Akka, Concurrency, etc.

Akka HTTP response streaming

response-streaming

In this article, I am going to introduce HTTP response streaming, which is also described in the official Akka HTTP doc on the Source Streaming/JSON streaming page.

For thoese who are interested, full source code is available here, with instruction to run the example.

There are common use cases where such HTTP response streaming is useful, for example:

  1. The client GUI application immediately processes every small chunk of data as soon as received, for quicker rendering
  2. The HTTP server sends a huge amount of data in a back-pressured fashion so that the client is not overwhelmed

For 1, Oboe.js seems to be a good example. It has nice features and also graet animation on its website illustrating its capabilities, so I would highly recommend visiting the Oboe.js site .

HTTP request without vs. with streaming

You might wonder that HTTP response streaming is not useful, if the HTTP server can respond with a small but complete HTTP request upon each of frequent HTTP requests, which is illustrated as "HTTP response without streaming" in the below animation.

response-streaming-comparison1

That might work in some cases, but if the latency is large between the client and the server, you can get throughput benefit with only a single request then returning multiple chunks by HTTP response streaming, because the client doesn't need the second and following requests before receiving more chunks.

WebSocket vs. HTTP request streaming

You might also think that WebSocket can do the same thing, and yes, in certain cases you can achieve the same goals using WebSocket.

RECORDED DATA:

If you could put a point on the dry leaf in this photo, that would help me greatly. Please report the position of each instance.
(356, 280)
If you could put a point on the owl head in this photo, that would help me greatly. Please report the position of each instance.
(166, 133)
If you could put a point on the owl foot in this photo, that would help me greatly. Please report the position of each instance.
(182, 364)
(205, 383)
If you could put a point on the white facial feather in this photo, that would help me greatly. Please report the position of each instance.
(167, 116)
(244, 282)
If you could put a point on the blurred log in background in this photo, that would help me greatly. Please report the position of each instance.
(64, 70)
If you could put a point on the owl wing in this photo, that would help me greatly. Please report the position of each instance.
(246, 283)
* * *
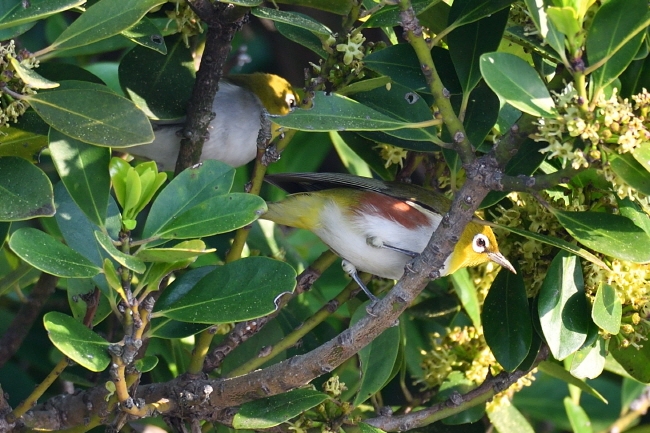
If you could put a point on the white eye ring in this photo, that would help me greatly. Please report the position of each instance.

WORK TO COMPLETE:
a – In two sentences, what does the Akka HTTP response streaming article say?
b – Reproduce everything from "In this article, I" down to "Oboe.js site ." in the Akka HTTP response streaming article.

CORRECT ANSWERS:
a – The article introduces HTTP response streaming in Akka HTTP, which the official Akka HTTP documentation also describes on its Source Streaming/JSON streaming page. It names two common uses (a client GUI processing each small chunk as soon as it arrives for quicker rendering, and a server sending a huge amount of data in a back-pressured fashion so the client is not overwhelmed) and notes that when latency between client and server is large, a single streamed request gives a throughput benefit over repeated requests, although WebSocket can achieve the same goals in certain cases.

b –
In this article, I am going to introduce HTTP response streaming, which is also described in the official Akka HTTP doc on the Source Streaming/JSON streaming page.

For thoese who are interested, full source code is available here, with instruction to run the example.

There are common use cases where such HTTP response streaming is useful, for example:

  1. The client GUI application immediately processes every small chunk of data as soon as received, for quicker rendering
  2. The HTTP server sends a huge amount of data in a back-pressured fashion so that the client is not overwhelmed

For 1, Oboe.js seems to be a good example. It has nice features and also graet animation on its website illustrating its capabilities, so I would highly recommend visiting the Oboe.js site .